6685 backfill head/snapdir issue brain dump

Samuel Just <sam.just@xxxxxxxxxxx> · Thu, 20 Feb 2014 12:07:54 -0800

The current implementation divides the hobject space into two sets:
1) oid | oid <= last_backfill_started
2) oid | oid > last_backfill_started

Space 1) is further divided into two sets:
1.a) oid | oid \notin backfills_in_flight
1.b) oid | oid \in backfills_in_flight

The value of this division is that we must send ops in set 1.a to the
backfill peer because we won't re-backfill those objects and they must
therefore be kept up to date.  Furthermore, we *can* send the op
because the backfill peer already has all of the dependencies (this
statement is where we run into trouble).

In set 2), we have not yet backfilled the object, so we are free to
not send the op to the peer confident that the object will be
backfilled later.

In set 1.b), we block operations until the backfill operation is
complete.  This is necessary at the very least because we are in the
process of reading the object and shouldn't be sending writes anyway.
Thus, it seems to me like we are blocking, in some sense, the minimum
possible set of ops, which is good.

The issue is that there is a small category of ops which violate our
statement above that we can send ops in set 1.a: ops where the
corresponding snapdir object is in set  2 or set 1.b.  The 1.b case we
currently handle by requiring that snapdir also be
!is_degraded_object.

## MATERIAL
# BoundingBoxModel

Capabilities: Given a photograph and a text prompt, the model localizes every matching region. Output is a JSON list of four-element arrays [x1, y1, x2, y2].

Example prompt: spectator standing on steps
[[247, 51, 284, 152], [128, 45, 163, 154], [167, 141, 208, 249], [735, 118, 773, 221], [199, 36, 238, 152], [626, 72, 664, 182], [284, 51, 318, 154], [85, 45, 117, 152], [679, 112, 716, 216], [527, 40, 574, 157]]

## GOAL A
According to the brain dump, what happens to operations in set 1.b) while a backfill is underway?
## GOAL B
Rewrite the stretch of the brain dump from "In set 1.b), we" through "which is good.", swapping "operations" for "requests".
The material is separate from the brain dump.

## RIGHT ANSWER A
They are blocked until the backfill operation is complete.

## RIGHT ANSWER B
In set 1.b), we block requests until the backfill operation is
complete.  This is necessary at the very least because we are in the
process of reading the object and shouldn't be sending writes anyway.
Thus, it seems to me like we are blocking, in some sense, the minimum
possible set of ops, which is good.